Article:
Focused investments in our transport fleet have ensured we have minimised any impacts of fluctuating transport costs.
Market risk - Like all companies we are exposed to competition in the market. We manage this by providing a consistent high level of service and helping our customers safely develop their businesses. Our key value of acting like and giving a service of a "family business" with our customers, continuing to seek to improve their operations coupled with the backing of our financially stable privately owned parent company ensures the business should continue to develop successfully.
Our consistent high level of service and the manner in which we conduct ourselves with our customer base has ensured a continued flow of new customer wins, which continually positively impact performance beyond 2023.

Tasks for this exercise:
a – Answer these questions from the risk statement above, one line each:
(i) What has kept the impact of fluctuating transport costs to a minimum?
(ii) How is exposure to market competition managed?
(iii) Beyond which year do new customer wins positively impact performance?
b – Repeat word for word the part of the risk statement above that opens with the words containing "Market risk - Like" and closes with "to develop successfully.".

Provided material:
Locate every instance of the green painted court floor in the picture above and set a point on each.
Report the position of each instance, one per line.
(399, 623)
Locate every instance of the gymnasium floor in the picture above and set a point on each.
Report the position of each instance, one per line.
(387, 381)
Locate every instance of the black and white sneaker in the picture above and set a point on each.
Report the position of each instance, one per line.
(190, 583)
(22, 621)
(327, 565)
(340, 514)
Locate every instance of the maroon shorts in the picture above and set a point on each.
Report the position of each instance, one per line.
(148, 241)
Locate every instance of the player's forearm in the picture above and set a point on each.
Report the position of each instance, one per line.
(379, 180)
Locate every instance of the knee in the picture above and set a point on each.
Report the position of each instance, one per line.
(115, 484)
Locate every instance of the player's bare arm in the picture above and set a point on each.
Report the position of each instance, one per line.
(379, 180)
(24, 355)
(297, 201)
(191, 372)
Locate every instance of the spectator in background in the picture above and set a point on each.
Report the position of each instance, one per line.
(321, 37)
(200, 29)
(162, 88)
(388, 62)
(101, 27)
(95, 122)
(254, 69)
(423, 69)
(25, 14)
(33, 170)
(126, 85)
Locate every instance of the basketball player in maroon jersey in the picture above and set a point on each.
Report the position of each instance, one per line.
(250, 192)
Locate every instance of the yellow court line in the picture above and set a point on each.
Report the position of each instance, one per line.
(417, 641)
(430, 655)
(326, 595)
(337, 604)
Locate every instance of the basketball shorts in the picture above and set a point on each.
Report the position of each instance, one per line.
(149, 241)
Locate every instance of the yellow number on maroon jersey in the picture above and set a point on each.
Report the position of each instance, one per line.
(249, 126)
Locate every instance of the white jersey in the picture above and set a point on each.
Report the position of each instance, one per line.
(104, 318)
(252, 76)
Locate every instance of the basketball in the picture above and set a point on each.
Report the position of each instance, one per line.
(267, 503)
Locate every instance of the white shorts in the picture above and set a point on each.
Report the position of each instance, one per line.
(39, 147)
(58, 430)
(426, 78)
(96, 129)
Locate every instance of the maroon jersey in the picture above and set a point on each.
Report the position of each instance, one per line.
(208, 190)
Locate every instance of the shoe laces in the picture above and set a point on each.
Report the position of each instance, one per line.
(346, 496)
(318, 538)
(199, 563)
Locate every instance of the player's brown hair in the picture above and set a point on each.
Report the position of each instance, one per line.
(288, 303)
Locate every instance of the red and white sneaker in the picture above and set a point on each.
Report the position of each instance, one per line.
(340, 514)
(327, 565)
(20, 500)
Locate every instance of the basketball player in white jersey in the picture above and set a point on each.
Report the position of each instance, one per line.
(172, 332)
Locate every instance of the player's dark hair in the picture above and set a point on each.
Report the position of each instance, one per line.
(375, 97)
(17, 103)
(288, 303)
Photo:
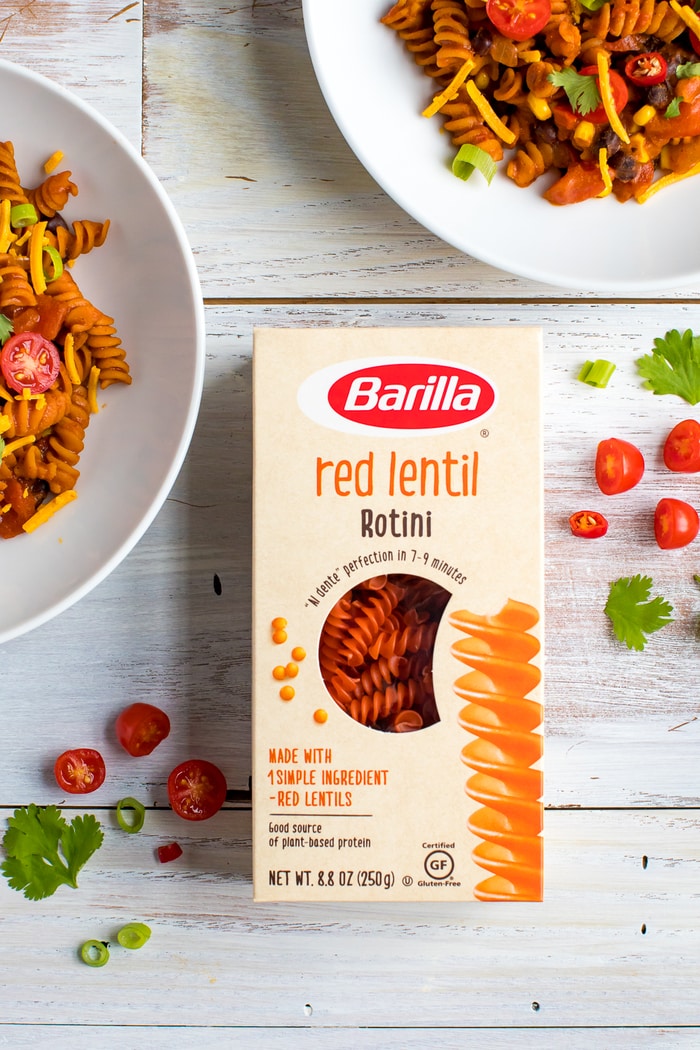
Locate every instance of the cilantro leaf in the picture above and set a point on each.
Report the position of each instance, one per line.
(43, 852)
(674, 365)
(580, 89)
(6, 328)
(632, 613)
(687, 69)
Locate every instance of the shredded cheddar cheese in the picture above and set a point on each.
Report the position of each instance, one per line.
(673, 176)
(605, 172)
(92, 380)
(14, 445)
(48, 509)
(69, 358)
(6, 235)
(36, 260)
(450, 90)
(52, 162)
(607, 97)
(489, 116)
(686, 14)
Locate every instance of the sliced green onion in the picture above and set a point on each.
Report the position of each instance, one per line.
(470, 156)
(23, 214)
(133, 935)
(57, 263)
(94, 952)
(135, 821)
(596, 373)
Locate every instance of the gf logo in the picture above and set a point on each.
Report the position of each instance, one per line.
(439, 864)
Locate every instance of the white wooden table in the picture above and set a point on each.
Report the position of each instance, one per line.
(288, 229)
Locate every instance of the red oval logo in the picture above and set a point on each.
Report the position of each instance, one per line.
(411, 396)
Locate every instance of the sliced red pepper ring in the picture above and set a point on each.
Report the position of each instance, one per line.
(647, 69)
(588, 524)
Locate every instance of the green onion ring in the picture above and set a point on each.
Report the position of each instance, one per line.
(470, 156)
(133, 935)
(134, 823)
(23, 214)
(57, 263)
(94, 952)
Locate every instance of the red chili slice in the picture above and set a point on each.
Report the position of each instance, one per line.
(647, 69)
(29, 361)
(588, 524)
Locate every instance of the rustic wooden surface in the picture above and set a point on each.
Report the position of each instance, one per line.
(288, 229)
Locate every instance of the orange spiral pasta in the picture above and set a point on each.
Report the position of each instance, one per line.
(602, 102)
(376, 651)
(505, 748)
(44, 317)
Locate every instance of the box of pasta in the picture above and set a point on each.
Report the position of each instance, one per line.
(398, 614)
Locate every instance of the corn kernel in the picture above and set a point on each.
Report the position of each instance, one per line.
(638, 148)
(541, 107)
(584, 134)
(643, 116)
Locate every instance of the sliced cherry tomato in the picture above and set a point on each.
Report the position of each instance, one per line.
(171, 851)
(620, 95)
(681, 450)
(647, 69)
(676, 524)
(80, 771)
(29, 361)
(518, 19)
(588, 524)
(196, 790)
(141, 728)
(618, 466)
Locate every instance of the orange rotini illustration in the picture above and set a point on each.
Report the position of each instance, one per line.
(505, 748)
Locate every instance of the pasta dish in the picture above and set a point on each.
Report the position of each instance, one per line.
(58, 348)
(602, 97)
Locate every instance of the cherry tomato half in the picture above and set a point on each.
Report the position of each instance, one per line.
(196, 790)
(676, 524)
(171, 851)
(620, 95)
(647, 69)
(588, 524)
(141, 728)
(30, 362)
(618, 466)
(80, 771)
(681, 450)
(518, 19)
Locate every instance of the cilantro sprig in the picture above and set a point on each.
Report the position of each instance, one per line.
(674, 365)
(581, 89)
(44, 852)
(633, 614)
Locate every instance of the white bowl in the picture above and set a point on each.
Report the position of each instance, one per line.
(144, 276)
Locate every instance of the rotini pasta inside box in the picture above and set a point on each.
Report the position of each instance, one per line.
(398, 614)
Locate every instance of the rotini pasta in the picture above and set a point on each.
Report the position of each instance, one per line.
(376, 652)
(58, 347)
(505, 748)
(603, 101)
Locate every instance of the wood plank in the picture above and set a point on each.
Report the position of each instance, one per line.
(63, 1037)
(621, 727)
(615, 944)
(303, 218)
(93, 49)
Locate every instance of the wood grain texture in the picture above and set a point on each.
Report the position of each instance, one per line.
(597, 952)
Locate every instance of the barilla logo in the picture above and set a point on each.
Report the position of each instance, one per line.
(402, 395)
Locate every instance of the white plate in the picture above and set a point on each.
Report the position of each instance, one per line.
(376, 93)
(145, 278)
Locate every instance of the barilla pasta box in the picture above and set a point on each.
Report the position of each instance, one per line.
(398, 614)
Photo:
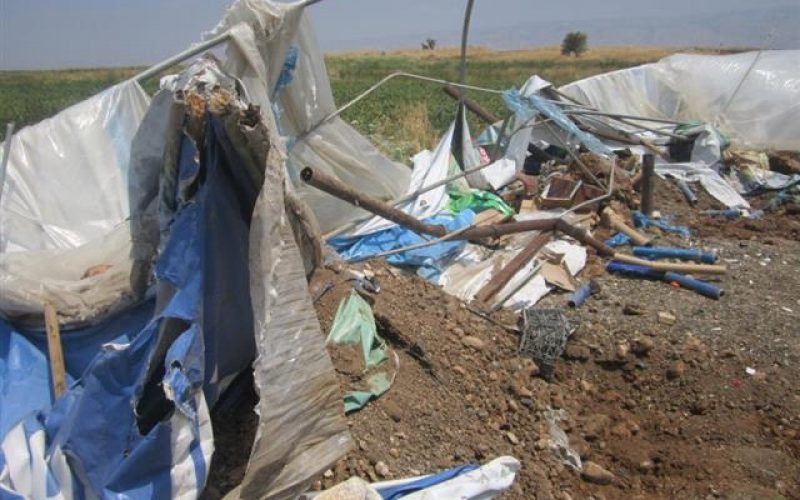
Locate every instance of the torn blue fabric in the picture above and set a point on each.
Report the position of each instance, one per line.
(399, 491)
(134, 422)
(429, 261)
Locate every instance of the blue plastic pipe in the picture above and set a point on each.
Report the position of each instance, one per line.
(656, 253)
(633, 270)
(703, 288)
(580, 296)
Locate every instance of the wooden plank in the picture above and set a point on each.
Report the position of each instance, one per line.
(502, 278)
(55, 353)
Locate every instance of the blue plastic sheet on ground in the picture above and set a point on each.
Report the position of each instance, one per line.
(526, 107)
(134, 422)
(640, 220)
(400, 490)
(429, 261)
(618, 240)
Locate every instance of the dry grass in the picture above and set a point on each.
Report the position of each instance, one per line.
(537, 54)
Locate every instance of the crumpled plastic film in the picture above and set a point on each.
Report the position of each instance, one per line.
(301, 430)
(263, 33)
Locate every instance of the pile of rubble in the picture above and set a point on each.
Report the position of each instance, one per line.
(169, 264)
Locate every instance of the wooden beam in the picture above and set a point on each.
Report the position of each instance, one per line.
(519, 261)
(54, 350)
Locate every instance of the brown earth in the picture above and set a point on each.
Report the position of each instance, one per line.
(705, 407)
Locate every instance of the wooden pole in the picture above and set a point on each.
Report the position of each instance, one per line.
(677, 267)
(648, 174)
(611, 219)
(55, 353)
(339, 189)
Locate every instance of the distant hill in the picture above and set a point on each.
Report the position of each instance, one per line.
(774, 27)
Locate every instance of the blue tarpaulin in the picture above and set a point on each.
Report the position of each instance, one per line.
(134, 422)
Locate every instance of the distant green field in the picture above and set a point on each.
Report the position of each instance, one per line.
(401, 117)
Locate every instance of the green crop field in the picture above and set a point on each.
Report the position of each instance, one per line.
(401, 117)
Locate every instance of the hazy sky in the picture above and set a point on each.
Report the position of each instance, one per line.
(85, 33)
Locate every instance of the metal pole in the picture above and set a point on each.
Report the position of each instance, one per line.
(6, 154)
(183, 56)
(471, 105)
(462, 71)
(648, 174)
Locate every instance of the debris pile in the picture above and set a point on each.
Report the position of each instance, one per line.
(230, 244)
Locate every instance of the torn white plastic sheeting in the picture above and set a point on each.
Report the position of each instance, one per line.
(429, 168)
(711, 181)
(64, 278)
(706, 159)
(474, 267)
(262, 33)
(500, 173)
(519, 135)
(754, 97)
(83, 149)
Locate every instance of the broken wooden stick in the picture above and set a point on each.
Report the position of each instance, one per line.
(519, 261)
(54, 350)
(337, 188)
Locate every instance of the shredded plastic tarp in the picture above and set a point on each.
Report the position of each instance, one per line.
(169, 367)
(264, 34)
(753, 97)
(429, 261)
(526, 107)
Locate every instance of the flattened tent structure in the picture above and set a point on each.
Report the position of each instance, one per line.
(170, 238)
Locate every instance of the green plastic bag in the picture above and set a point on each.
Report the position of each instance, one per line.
(354, 324)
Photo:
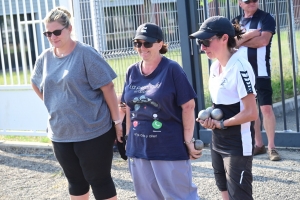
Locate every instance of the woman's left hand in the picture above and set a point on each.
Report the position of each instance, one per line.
(194, 153)
(208, 123)
(119, 132)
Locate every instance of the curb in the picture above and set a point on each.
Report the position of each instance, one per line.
(32, 145)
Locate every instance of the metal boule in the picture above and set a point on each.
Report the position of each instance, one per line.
(216, 114)
(203, 114)
(209, 109)
(198, 144)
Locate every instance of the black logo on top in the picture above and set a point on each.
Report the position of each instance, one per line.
(247, 82)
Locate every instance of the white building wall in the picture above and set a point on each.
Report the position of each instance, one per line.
(22, 112)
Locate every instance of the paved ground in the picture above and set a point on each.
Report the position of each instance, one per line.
(30, 171)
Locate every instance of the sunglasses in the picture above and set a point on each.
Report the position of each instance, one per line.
(56, 32)
(249, 1)
(205, 42)
(146, 44)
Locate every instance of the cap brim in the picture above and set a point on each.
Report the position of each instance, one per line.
(146, 38)
(201, 35)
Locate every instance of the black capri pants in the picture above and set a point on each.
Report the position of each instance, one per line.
(233, 174)
(88, 163)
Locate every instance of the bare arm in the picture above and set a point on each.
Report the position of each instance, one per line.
(260, 41)
(188, 119)
(37, 91)
(249, 113)
(128, 122)
(112, 102)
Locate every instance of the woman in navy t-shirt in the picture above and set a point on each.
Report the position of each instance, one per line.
(160, 121)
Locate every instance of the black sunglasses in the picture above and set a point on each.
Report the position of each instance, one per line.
(146, 44)
(249, 1)
(205, 42)
(56, 32)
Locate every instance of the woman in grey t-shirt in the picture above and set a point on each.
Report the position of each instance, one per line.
(76, 86)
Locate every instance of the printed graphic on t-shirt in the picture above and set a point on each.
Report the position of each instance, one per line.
(246, 81)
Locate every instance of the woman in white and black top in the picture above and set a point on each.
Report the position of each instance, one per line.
(231, 86)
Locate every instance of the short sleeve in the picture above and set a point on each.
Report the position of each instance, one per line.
(268, 24)
(37, 73)
(245, 81)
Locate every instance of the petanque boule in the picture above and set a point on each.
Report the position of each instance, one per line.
(209, 109)
(203, 114)
(216, 114)
(198, 144)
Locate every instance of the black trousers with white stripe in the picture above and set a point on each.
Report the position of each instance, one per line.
(233, 174)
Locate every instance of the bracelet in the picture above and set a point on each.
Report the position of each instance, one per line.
(222, 125)
(117, 122)
(192, 140)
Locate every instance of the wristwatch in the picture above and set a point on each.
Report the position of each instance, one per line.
(222, 125)
(117, 122)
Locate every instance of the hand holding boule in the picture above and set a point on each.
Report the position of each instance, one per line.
(217, 114)
(203, 114)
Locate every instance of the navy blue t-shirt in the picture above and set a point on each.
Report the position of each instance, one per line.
(156, 131)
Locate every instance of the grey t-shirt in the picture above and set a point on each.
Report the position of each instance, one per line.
(71, 91)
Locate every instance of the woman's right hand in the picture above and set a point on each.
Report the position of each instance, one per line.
(194, 153)
(208, 123)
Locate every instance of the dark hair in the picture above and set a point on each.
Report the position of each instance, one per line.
(164, 48)
(60, 15)
(238, 32)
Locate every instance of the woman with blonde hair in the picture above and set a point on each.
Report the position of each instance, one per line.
(76, 86)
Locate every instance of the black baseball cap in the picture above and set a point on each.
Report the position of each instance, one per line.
(149, 32)
(212, 26)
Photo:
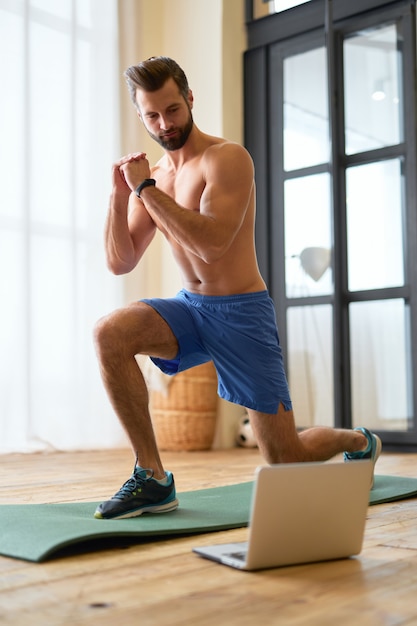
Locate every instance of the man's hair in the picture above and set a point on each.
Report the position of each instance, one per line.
(152, 74)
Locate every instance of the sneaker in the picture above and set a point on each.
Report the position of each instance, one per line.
(371, 452)
(140, 494)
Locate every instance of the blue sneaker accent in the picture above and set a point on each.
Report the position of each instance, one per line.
(141, 493)
(372, 452)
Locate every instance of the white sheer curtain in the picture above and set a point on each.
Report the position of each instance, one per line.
(58, 137)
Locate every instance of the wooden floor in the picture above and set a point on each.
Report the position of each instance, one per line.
(163, 583)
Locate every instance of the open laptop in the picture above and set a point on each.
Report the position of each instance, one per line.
(301, 513)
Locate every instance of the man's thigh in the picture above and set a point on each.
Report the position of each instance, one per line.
(144, 331)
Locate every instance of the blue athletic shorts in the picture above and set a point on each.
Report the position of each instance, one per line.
(239, 334)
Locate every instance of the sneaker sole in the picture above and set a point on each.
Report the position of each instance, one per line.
(157, 508)
(378, 448)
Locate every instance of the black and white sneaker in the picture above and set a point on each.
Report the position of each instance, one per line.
(142, 493)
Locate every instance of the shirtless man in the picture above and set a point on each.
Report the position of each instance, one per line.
(201, 196)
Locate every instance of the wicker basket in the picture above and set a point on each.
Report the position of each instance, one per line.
(185, 418)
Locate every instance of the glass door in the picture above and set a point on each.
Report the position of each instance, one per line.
(342, 217)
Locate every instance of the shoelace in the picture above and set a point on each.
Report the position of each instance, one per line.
(138, 478)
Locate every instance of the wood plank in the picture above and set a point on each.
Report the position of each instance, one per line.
(163, 582)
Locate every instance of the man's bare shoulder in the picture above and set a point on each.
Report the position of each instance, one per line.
(225, 150)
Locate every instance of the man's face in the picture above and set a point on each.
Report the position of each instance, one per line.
(166, 115)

Results:
a –
(i) Focused investments in the transport fleet.
(ii) By providing a consistent high level of service and helping customers safely develop their businesses.
(iii) 2023.

b –
Market risk - Like all companies we are exposed to competition in the market. We manage this by providing a consistent high level of service and helping our customers safely develop their businesses. Our key value of acting like and giving a service of a "family business" with our customers, continuing to seek to improve their operations coupled with the backing of our financially stable privately owned parent company ensures the business should continue to develop successfully.